» DATA SUPPLIED

★ ★ ★ ★

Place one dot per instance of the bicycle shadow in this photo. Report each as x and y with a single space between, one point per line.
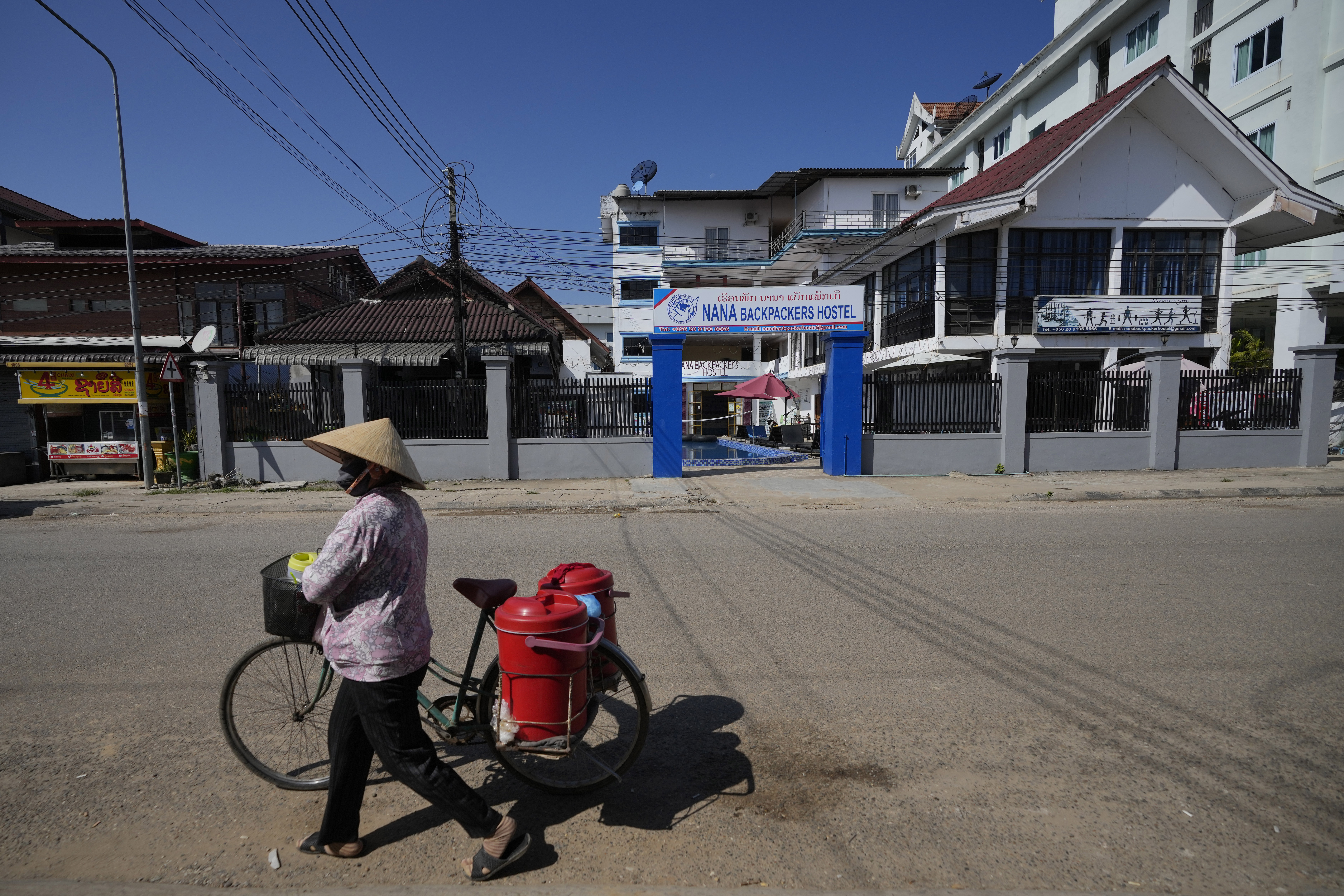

★ ★ ★ ★

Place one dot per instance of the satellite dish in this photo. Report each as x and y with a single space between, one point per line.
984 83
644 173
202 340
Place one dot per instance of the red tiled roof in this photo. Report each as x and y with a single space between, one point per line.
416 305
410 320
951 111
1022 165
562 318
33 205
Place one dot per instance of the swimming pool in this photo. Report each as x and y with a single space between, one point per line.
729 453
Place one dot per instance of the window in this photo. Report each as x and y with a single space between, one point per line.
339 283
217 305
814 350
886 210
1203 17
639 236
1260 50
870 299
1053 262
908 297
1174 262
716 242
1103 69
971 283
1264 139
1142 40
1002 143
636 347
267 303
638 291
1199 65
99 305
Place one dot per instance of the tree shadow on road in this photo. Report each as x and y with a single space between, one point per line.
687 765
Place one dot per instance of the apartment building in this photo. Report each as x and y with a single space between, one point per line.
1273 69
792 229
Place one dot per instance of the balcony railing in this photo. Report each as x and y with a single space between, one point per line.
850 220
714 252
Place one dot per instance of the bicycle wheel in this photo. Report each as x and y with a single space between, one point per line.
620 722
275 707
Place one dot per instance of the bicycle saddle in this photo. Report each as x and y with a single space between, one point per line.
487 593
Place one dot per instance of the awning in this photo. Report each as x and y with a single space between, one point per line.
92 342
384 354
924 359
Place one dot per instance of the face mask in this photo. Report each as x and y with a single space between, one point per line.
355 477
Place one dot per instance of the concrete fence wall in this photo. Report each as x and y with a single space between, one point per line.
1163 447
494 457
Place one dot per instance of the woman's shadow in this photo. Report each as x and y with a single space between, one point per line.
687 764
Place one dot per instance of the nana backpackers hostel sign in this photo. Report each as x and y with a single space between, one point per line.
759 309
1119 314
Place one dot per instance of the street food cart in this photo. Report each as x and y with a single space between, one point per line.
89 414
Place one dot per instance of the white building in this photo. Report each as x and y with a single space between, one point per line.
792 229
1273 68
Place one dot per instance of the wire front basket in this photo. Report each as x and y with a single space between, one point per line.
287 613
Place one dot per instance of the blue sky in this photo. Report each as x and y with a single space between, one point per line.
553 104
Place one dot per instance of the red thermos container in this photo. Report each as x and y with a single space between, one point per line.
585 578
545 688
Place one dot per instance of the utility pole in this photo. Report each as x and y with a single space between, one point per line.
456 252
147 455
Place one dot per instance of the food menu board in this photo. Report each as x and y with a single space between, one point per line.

★ ★ ★ ★

» REQUIRED WORK
Reproduce the items word for word, from the line containing "Place one dot per instance of the street" up to and including the line containing "Place one dot per instance of the food".

» SOLUTION TO THIS EXERCISE
Place one dot per instance of the street food cart in this photo. Report each as x and y with a single space between, one point per line.
89 414
Place one dot per instance of the white building in this photo. Report each as x and y with a single space between, one point per line.
792 229
1273 68
Place one dot per instance of the wire front basket in this photo. Report each as x and y with a single space between, one point per line.
287 613
Place one dot per instance of the blue sky in this photo. Report each as x and y with a single space between, one point per line.
553 104
Place one dot per instance of the red thermos container in this photo. Report each as x and y with a single space between, one point per line.
585 578
545 688
Place one dot per instance of the utility pole in this photo. Report each as x and y with a single space between, one point per line.
456 252
147 455
Place one dot per instance of the food menu board in this photo. Report each as x and y with a single space between, one point per line.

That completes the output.